Return every record below exactly as written, omitting any pictures.

○ ○ ○ ○ ○

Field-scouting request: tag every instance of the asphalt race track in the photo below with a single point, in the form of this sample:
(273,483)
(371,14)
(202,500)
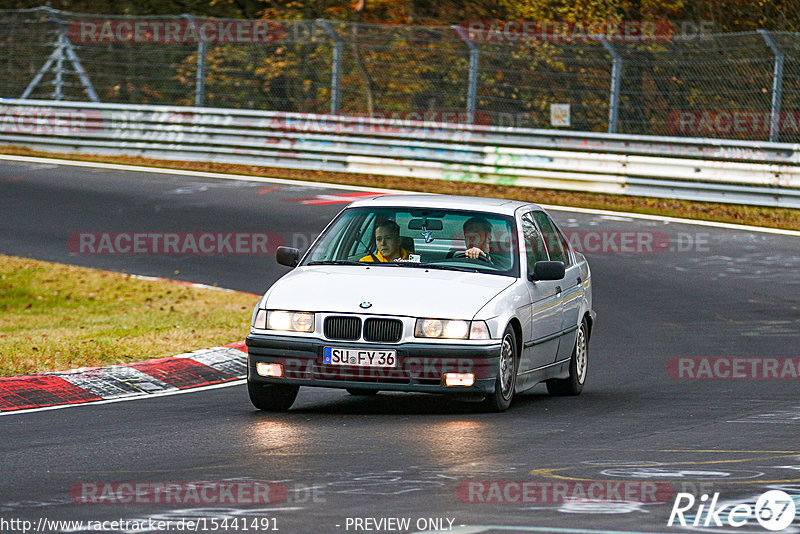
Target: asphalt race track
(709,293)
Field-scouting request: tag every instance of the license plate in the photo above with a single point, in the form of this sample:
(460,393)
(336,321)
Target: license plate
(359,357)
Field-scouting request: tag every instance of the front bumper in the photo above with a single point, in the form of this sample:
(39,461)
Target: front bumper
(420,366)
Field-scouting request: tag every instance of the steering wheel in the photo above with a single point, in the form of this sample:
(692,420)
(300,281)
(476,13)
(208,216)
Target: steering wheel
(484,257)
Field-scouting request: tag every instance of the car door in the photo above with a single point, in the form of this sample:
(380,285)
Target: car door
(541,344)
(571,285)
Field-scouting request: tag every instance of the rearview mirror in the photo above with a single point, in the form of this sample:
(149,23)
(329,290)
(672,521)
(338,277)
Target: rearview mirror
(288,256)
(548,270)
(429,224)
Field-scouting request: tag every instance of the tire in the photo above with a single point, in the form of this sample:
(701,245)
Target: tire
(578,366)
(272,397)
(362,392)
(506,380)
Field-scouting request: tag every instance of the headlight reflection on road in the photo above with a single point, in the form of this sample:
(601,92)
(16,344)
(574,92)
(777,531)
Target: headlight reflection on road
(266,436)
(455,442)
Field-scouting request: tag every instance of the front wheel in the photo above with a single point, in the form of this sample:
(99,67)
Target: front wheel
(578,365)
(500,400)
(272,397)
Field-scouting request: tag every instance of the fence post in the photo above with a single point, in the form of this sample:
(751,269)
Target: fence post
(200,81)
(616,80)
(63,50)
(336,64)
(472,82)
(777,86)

○ ○ ○ ○ ○

● **Answer below**
Field-scouting request: tag every instance of the asphalt race track in the photo below with a single point, in the form of this sample:
(273,483)
(371,14)
(202,500)
Target: asphalt race track
(709,293)
Field-scouting request: tag every instance of the license plate in the photo above with a single point, in the form of this sample:
(460,393)
(336,321)
Target: license plate
(359,357)
Field-scouting request: tag every instance of the front bumper in the photo above with a single point, in the form of this sample:
(39,461)
Target: front bumper
(420,366)
Field-scouting request: tag every instance of the steering wheel in the photo above with a single point, in the form of this sample:
(692,420)
(300,281)
(476,13)
(208,216)
Target: steering wheel
(484,257)
Field-scouting request: tag every instance of the car door in the photo above with a single point, in the form of this sample:
(380,285)
Target: car door
(541,344)
(571,285)
Field-scouting request: tag every instance of the rearview mirror in the photo above with a single point, in the form of this sample:
(149,23)
(329,290)
(672,521)
(338,277)
Target: rearview mirror
(288,256)
(548,270)
(429,224)
Field-scouting request: tag every instance of the tire in the photo above with a single point, in the form of this sample:
(701,245)
Target: tire
(578,366)
(272,397)
(362,392)
(506,380)
Field-scouting request: tag every instance of the headlight reflection on road in the photo above with a single point, in the form of this sample:
(601,92)
(16,344)
(574,92)
(777,531)
Target: headlight reflection on road
(266,436)
(455,442)
Field-scouting request: tag every instance of the front wheel in the photo above with a single point, in the form of this sample:
(99,67)
Target: front wheel
(578,365)
(500,400)
(272,397)
Field-scouting request: tag every instance of the fence post in the photo above with a single point, in the form of this sample:
(751,269)
Target: fence post
(200,81)
(616,80)
(63,50)
(336,64)
(472,82)
(777,86)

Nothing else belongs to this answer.